• Fragmento del documento
=======

Ámsterdam, día 3.
Claro que es algo descorazonador, sobre todo a esta edad incipiente mía, encontrarse por las calles del barrio Rojo montañas de grupos de chavales ingleses, norteamericanos, españoles, rusos, alemanes y un largo etcétera, armando la gresca torpe y escandalosa de la triste rebelión: esparciendo a gritos y empujones sus colocones turbios. Por otra parte, igual que en España, porque en pocos países sirven copas tan abundantes y tan copiosas como en España, el país del alcohol barato y de las noches eternas.
Suena David Gray.
Me fumo otro cigarro y Miguel bosteza mientras lee. Las nubes dan sueño.
Ahora vamos a montarnos en nuestras bicicletas y vamos a pasar frío y yo temblaré de miedo en los cruces difíciles (tranvías, bicicletas, motos, coches y personas, todo junto en un complicado sistema de ceda el paso), y llegaremos al FOAM, donde en sus puertas, unas gaviotas salvajes y de plumas limpias y compactas destrozarán con ahínco, a medio metro de nuestros pies, unas bolsas de basura llenas de papeles.
A los pies del FOAM no estaban las gaviotas que imaginé. Pero como cada tarde que hemos pasado aquí, las nubes han ido alejándose poco a poco (más bien desapareciendo sin más) y el cielo rasgado ha convertido el paseo en una delicia brillante. Tarda en ponerse el sol. Lo hace lentamente.
Que lo más feo de Ámsterdam es el barrio rojo ya lo sabíamos. Hemos recorrido puentes y calles estrechas de casas torcidas hasta llegar al museo. Miguel es mi brújula. De vez en cuando frena su bicicleta y saca el mapa, lo mira durante unos segundos (no hace falta ni que frene yo, que suelo ir detrás), y ya sabe, en forma de milagro, qué canal tenemos que coger hacia el norte para luego torcer en la segunda callejuela hacia la izquierda y al tercer puente con canastas de flores amarillas y el agua reflejando las torres picudas del fondo, ya hemos llegado.
En el FOAM hemos visto la historia del noveno piso (Jessica Dimmock). La historia de Jess y otros. La heroína en Nueva York, la misma heroína en todos los países. Un bebé llorando por su adicción indirecta al opio de la metadona, sus padres reventándose a puñetazos en una habitación y luego amándose (hay sangre brotando de los labios de él mientras se besan), practicando un sexo lento y abotargado, de fatalidad. En la mano de ella, una lata de cerveza. Salimos consternados, la vieja historia que no deja de matar.

=======

• Reto
Transcribe sin cambios el pasaje del diario de viaje que va desde "Suena David Gray." hasta "Lo hace lentamente.". Los registros proceden de otra fuente, ajena al diario de viaje.

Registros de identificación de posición
=======

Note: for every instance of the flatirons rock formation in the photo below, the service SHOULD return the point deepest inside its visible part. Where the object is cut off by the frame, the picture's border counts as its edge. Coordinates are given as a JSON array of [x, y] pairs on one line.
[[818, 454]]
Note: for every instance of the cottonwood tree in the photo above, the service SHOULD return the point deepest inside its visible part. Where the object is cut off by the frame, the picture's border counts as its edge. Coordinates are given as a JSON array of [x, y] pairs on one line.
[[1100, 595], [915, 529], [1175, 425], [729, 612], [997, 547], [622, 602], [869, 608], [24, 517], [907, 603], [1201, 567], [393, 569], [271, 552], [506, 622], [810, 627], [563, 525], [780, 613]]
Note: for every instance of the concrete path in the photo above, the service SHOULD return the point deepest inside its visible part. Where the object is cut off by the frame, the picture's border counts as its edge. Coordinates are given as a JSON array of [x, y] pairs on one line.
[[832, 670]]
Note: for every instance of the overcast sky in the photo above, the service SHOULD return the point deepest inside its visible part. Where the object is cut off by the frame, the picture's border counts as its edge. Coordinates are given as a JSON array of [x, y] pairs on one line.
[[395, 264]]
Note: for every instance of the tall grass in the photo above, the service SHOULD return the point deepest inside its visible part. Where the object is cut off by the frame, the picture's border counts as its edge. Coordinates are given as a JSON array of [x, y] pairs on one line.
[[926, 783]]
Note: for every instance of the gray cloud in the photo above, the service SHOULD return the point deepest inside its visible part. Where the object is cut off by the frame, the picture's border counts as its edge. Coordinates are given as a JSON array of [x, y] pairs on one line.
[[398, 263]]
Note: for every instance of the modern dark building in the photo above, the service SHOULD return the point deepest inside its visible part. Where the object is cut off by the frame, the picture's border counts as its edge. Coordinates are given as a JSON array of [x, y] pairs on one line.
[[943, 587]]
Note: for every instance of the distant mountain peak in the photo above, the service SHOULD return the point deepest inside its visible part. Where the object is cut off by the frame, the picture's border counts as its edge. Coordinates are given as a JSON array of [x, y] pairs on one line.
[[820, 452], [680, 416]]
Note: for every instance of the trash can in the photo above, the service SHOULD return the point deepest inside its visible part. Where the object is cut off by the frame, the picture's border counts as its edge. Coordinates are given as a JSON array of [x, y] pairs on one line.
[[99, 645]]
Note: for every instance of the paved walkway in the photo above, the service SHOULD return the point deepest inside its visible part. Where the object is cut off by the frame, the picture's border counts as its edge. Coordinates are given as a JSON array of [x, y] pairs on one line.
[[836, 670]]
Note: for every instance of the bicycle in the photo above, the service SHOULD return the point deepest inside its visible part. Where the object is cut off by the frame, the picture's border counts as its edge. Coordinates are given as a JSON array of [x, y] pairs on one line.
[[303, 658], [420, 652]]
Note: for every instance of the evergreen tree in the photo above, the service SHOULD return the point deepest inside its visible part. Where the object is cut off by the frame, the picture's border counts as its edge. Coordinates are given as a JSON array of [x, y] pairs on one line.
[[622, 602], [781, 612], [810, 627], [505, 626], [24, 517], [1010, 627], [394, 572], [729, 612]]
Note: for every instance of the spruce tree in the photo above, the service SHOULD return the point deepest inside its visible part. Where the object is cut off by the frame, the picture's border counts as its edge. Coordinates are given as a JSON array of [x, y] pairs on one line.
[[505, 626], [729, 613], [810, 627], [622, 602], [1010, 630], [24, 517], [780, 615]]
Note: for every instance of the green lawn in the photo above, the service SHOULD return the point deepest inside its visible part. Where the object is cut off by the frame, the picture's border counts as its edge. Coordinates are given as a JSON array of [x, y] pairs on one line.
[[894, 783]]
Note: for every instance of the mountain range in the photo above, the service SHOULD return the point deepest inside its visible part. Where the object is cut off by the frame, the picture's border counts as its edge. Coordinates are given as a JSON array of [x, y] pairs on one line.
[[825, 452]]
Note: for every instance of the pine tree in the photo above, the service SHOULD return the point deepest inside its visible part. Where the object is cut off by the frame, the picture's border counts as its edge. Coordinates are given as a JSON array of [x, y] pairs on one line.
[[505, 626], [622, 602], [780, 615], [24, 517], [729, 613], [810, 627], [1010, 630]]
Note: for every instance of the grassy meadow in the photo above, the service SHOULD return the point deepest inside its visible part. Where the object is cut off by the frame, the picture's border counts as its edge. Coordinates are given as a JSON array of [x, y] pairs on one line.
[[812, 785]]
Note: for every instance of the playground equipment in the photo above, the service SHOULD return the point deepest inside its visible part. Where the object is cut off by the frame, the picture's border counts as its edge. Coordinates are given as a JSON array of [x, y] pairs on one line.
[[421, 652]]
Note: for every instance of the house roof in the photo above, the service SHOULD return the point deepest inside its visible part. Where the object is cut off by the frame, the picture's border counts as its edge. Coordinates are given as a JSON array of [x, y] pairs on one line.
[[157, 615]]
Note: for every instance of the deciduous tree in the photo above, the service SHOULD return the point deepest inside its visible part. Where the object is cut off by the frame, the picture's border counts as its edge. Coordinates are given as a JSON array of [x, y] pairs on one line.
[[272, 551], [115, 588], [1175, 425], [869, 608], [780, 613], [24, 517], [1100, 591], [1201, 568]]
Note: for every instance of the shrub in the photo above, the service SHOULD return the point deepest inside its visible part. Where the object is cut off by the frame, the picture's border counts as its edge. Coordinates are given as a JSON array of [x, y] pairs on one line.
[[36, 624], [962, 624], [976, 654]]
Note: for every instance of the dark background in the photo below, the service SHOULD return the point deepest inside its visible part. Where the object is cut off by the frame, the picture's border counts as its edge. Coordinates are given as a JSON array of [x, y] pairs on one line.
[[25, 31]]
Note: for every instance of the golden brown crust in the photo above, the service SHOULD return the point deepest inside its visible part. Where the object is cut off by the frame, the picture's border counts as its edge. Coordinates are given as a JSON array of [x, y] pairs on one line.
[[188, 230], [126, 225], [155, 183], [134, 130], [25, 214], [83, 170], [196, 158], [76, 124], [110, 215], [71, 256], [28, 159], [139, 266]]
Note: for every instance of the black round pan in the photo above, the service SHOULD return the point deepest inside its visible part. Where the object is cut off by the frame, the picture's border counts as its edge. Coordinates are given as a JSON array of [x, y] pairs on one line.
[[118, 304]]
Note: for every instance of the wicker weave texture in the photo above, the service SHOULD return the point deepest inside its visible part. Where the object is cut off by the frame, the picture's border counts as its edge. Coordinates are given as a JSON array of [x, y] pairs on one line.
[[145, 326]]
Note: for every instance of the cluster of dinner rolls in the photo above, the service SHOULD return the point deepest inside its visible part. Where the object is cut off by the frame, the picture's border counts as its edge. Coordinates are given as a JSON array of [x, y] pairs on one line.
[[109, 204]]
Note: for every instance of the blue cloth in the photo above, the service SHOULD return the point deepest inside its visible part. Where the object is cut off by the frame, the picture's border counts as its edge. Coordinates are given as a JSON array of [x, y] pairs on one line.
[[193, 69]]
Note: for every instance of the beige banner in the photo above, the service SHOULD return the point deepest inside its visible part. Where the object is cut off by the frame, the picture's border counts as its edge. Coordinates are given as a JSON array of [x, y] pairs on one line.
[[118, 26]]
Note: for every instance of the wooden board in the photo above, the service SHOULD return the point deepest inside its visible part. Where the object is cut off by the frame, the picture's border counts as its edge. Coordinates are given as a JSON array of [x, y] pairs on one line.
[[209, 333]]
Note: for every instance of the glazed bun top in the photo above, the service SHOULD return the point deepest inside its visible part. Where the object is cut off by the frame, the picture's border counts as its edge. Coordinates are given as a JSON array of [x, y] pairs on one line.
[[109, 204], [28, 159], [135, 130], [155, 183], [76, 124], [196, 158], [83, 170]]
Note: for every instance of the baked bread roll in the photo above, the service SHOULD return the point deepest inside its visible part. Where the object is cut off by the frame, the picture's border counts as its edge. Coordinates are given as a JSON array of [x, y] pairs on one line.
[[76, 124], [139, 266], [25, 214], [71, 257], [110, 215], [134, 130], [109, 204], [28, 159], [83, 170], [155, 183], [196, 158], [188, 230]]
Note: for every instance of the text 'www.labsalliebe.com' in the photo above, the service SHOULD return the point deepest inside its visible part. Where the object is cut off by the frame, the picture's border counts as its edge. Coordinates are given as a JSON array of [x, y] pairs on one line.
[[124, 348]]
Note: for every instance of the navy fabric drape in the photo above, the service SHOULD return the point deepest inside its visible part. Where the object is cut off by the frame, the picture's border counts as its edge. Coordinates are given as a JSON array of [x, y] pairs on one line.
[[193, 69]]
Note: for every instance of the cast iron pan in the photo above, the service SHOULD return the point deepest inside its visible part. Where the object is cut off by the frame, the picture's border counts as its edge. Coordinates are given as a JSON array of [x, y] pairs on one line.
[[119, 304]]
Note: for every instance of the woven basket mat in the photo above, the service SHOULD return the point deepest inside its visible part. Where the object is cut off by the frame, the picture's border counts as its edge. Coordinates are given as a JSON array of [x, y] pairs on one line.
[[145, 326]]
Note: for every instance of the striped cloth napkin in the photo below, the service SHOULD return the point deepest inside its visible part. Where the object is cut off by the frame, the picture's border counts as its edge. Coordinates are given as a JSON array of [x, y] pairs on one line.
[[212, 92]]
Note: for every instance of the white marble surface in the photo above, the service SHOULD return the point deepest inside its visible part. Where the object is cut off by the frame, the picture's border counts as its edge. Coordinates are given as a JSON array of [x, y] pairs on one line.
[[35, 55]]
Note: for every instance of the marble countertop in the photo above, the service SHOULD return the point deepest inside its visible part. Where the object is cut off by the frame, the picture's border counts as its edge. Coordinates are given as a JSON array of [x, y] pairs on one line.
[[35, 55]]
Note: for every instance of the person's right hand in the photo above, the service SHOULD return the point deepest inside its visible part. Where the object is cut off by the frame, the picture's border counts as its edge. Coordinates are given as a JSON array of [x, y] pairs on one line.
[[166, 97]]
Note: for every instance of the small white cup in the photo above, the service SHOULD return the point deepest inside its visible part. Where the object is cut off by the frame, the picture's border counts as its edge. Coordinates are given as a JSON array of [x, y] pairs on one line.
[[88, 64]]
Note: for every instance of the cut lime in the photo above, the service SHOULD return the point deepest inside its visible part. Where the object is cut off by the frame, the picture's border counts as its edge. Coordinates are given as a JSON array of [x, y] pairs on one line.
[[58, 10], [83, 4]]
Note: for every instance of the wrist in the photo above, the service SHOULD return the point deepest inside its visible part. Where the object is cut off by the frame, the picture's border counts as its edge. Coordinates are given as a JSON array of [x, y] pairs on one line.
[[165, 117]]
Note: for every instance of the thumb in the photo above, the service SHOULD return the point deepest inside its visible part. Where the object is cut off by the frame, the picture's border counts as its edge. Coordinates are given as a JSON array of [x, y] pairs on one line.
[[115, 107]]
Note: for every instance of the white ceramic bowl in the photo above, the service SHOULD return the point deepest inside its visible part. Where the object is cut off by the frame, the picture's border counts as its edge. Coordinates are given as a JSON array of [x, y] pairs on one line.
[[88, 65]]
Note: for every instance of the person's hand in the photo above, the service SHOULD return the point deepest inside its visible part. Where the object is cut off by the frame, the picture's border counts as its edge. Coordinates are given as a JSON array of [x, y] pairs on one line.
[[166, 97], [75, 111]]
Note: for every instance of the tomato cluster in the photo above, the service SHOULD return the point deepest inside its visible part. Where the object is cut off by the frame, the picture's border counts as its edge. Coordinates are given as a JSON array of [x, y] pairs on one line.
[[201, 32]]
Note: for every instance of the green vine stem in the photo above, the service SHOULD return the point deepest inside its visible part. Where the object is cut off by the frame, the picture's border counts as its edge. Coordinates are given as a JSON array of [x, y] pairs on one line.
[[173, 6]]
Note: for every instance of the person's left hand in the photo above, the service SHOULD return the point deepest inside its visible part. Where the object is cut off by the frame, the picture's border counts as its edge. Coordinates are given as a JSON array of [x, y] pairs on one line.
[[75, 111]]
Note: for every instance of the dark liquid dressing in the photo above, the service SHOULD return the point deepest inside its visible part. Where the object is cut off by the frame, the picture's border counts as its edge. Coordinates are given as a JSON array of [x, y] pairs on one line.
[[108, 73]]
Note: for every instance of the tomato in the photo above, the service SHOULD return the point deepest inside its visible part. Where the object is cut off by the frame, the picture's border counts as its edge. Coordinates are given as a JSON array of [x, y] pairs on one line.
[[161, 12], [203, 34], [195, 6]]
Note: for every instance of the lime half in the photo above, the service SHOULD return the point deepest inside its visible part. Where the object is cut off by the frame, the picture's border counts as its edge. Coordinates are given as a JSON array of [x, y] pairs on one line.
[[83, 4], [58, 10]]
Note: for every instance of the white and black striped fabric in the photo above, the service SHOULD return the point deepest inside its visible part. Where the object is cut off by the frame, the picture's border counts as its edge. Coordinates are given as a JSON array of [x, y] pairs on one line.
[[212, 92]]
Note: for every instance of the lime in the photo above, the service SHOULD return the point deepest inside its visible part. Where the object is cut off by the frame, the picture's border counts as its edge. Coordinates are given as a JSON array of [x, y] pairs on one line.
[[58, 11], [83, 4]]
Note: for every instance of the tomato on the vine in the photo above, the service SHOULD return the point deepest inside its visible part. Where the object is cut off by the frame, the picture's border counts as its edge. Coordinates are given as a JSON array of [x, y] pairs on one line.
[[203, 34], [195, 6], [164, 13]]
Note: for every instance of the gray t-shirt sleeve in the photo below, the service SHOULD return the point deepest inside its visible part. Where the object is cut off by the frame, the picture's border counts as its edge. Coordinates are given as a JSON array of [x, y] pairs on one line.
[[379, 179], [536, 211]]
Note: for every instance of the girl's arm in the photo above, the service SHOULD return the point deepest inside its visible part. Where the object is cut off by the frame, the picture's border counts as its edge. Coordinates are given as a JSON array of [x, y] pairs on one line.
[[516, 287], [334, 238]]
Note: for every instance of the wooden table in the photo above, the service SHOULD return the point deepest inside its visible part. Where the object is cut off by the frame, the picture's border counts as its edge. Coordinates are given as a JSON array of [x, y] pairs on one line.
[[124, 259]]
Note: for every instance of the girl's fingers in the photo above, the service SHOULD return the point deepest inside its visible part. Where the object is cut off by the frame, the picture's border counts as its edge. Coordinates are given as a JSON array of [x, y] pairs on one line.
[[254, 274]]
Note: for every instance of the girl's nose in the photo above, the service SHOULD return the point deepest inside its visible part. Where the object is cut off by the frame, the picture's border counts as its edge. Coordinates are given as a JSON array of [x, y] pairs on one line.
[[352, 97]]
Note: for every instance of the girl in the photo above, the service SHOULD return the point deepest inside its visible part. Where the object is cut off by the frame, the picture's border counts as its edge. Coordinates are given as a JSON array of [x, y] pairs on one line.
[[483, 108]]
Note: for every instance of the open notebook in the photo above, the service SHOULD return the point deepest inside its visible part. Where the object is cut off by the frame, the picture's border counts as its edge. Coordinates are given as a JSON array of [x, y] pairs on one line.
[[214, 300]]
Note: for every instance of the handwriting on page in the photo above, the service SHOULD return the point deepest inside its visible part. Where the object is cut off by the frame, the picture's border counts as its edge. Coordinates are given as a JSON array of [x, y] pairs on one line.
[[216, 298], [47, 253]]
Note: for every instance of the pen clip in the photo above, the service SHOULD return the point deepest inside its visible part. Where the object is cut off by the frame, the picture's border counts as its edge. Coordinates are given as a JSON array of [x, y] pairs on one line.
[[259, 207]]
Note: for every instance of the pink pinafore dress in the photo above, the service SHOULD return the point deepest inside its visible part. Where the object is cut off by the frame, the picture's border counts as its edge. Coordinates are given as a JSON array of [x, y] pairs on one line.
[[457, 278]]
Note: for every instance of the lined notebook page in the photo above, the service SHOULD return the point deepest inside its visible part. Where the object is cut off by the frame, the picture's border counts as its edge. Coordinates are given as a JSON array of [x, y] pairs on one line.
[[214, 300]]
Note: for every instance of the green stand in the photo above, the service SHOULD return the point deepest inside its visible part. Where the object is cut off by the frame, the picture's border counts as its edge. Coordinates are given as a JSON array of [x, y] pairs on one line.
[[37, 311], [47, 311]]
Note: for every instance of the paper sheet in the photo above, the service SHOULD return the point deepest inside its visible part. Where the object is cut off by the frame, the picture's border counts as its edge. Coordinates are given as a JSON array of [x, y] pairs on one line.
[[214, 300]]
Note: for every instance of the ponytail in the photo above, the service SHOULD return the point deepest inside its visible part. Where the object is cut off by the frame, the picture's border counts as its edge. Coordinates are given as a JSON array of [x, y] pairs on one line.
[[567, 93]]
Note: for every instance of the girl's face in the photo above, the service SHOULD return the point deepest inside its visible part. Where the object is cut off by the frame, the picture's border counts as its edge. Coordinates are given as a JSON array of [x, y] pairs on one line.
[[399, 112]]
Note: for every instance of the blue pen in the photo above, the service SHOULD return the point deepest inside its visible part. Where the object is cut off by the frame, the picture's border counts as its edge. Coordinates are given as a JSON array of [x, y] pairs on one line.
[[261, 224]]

=======

• Resultado final
Suena David Gray.
Me fumo otro cigarro y Miguel bosteza mientras lee. Las nubes dan sueño.
Ahora vamos a montarnos en nuestras bicicletas y vamos a pasar frío y yo temblaré de miedo en los cruces difíciles (tranvías, bicicletas, motos, coches y personas, todo junto en un complicado sistema de ceda el paso), y llegaremos al FOAM, donde en sus puertas, unas gaviotas salvajes y de plumas limpias y compactas destrozarán con ahínco, a medio metro de nuestros pies, unas bolsas de basura llenas de papeles.
A los pies del FOAM no estaban las gaviotas que imaginé. Pero como cada tarde que hemos pasado aquí, las nubes han ido alejándose poco a poco (más bien desapareciendo sin más) y el cielo rasgado ha convertido el paseo en una delicia brillante. Tarda en ponerse el sol. Lo hace lentamente.